TEXTE SOURCE:

■ ■ ■ ■ ■

Jugements de la Cour canadienne de l'impôt

Informations sur la décision

Contenu de la décision

Dossiers : 2012-438(IT)G

2012-439(IT)G

ENTRE :

RONALD OTTESON,

DONNA OTTESON,

appelants,

et

SA MAJESTÉ LA REINE,

intimée.

 

[TRADUCTION FRANÇAISE OFFICIELLE]

 

 


 

Demande tranchée suivant l’article 147 des Règles de la Cour canadienne de l’impôt (procédure générale)

Devant : L’honorable juge Robert J. Hogan

Comparutions :

 

Avocate des appelants :

Me Sanjaya R. Ranasinghe

Avocates de l’intimée :

Me Gergely Hegedus

Me Donna Tomljanovic

 

ORDONNANCE

  Attendu qu’un jugement a été rendu le 13 août 2014;

 

  Attendu que les parties devaient fournir des observations écrites sur la question des dépens;

 

  Attendu que des observations ont été déposées et prises en considération;

 

  La Cour ordonne que des dépens de 13 000 $, auxquels s’ajoutent des débours de 1 714,50 $, soient adjugés aux appelants, conformément aux motifs ci‑joints.

Signé à Ottawa, Canada, ce 2e jour de décembre 2014.

« Robert J. Hogan »

Juge Hogan

 

Traduction certifiée conforme

ce 15e jour de janvier 2015.

 

M.-C. Gervais


 

 

Référence : 2014 CCI 362

Date : 20141202

Dossiers : 2012-438(IT)G

2012-439(IT)G

ENTRE :

RONALD OTTESON,

DONNA OTTESON,

appelants,

et

SA MAJESTÉ LA REINE,

intimée.

 

[TRADUCTION FRANÇAISE OFFICIELLE]

 

MOTIFS DE L’ORDONNANCE

Le juge Hogan

I.   Aperçu

[1]  Les appels interjetés intéressaient la question de savoir si Ronald et Donna Otteson (les « appelants ») avaient droit à une exemption pour gains en capital liés à un bien agricole. J’ai accueilli les appels pour 25,91 des 50,16 acres de terrain aliénés par les appelants et j’ai demandé des observations écrites au cas où les parties ne réussiraient pas à s’entendre sur les dépens. Les deux parties ont déposé des observations écrites et je suis maintenant disposé à trancher la question.

■ ■ ■ ■ ■

EXERCICE 1:
Mettez à jour les lignes du listing situées entre celle qui contient « Exercise. Point out every instance of the man with red » et celle qui contient « x=181, y=802 », incluses, en remplaçant « red patterned headband » par « yellow striped headband ». Ne changez rien d'autre.
La décision et le listing sont deux documents indépendants l'un de l'autre.

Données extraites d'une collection
■ ■ ■ ■ ■

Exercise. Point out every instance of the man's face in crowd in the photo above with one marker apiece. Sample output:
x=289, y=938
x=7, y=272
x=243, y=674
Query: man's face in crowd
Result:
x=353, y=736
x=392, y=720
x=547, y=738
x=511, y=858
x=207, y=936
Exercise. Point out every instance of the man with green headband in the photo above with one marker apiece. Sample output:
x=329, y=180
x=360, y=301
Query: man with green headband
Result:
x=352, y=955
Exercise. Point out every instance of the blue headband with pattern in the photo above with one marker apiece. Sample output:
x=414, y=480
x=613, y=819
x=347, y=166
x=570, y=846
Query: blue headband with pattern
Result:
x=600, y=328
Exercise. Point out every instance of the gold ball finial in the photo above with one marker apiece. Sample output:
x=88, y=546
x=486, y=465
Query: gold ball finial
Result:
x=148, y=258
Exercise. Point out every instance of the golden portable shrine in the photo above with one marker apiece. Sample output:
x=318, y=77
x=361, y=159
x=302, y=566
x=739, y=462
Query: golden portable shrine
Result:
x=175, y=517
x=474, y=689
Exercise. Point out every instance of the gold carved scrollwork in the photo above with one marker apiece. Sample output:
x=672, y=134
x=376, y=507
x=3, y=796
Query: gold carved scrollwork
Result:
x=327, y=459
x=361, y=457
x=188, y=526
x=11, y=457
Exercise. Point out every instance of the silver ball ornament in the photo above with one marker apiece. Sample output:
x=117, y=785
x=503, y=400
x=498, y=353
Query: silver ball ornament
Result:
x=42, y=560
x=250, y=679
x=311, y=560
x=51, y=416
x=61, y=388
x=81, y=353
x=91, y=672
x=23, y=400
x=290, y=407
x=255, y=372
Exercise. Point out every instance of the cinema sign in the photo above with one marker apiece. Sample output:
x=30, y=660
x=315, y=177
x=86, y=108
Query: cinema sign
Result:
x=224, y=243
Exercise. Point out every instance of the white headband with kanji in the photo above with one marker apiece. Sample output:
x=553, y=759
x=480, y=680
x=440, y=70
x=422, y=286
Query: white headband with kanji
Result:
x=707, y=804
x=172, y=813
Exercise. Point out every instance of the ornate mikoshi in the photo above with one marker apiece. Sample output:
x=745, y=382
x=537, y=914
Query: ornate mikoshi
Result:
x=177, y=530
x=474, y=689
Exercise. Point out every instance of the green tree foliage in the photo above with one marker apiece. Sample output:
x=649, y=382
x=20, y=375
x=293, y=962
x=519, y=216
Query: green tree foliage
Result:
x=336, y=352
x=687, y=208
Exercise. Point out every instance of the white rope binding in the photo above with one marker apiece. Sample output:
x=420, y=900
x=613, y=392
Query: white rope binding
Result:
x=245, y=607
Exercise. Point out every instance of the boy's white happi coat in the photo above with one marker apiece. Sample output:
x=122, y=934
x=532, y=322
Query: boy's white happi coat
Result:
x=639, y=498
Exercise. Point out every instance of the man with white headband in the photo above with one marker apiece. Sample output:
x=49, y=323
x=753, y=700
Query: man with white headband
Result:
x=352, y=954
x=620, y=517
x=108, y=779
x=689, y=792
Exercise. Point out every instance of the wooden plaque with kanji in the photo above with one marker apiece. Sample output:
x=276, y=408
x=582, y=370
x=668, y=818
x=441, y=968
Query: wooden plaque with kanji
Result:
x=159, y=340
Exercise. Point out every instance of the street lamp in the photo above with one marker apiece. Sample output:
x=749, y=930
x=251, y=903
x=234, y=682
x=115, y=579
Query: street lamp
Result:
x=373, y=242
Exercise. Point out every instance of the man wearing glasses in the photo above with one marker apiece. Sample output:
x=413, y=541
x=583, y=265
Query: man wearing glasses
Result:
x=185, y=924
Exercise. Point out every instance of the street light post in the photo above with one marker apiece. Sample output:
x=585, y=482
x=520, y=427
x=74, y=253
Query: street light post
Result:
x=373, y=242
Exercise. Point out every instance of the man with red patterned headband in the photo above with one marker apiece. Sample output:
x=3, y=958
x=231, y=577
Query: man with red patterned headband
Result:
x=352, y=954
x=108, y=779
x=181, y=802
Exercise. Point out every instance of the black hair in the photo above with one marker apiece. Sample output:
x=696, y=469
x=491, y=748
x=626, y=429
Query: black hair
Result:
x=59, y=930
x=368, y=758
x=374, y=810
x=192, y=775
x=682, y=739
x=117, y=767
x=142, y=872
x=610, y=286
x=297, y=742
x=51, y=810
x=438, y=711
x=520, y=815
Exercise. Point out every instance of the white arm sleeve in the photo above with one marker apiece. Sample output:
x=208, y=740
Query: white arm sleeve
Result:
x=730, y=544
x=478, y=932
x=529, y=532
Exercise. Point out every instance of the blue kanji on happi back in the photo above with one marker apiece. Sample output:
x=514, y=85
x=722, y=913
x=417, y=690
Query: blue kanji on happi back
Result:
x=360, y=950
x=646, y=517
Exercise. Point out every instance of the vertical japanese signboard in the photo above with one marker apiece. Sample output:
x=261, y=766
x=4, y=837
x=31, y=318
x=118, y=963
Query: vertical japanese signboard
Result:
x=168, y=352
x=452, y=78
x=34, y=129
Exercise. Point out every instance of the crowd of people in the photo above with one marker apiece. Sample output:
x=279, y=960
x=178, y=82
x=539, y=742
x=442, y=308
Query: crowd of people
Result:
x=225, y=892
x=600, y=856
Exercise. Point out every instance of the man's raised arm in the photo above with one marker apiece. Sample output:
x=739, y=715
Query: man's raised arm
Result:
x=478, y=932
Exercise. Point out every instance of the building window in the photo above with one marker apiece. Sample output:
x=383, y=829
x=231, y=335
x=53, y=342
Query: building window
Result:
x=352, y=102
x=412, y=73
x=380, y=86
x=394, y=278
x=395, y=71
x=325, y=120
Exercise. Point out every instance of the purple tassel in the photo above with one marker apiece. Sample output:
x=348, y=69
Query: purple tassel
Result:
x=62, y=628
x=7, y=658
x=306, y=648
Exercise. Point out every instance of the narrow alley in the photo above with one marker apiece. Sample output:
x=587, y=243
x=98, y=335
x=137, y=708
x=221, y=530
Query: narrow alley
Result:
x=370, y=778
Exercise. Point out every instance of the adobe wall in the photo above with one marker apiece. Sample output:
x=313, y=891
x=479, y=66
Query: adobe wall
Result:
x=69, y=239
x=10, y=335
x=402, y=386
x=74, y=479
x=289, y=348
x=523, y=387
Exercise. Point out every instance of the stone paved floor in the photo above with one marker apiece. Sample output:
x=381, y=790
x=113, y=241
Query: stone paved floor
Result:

■ ■ ■ ■ ■

EXERCICE 2:
Selon la décision, pour quelle superficie de terrain les appels ont-ils été accueillis ?

RÉPONSE CORRECTE 1:
Exercise. Point out every instance of the man with yellow striped headband in the photo above with one marker apiece. Sample output:
x=3, y=958
x=231, y=577
Query: man with yellow striped headband
Result:
x=352, y=954
x=108, y=779
x=181, y=802

RÉPONSE CORRECTE 2:
Pour 25,91 des 50,16 acres de terrain aliénés par les appelants.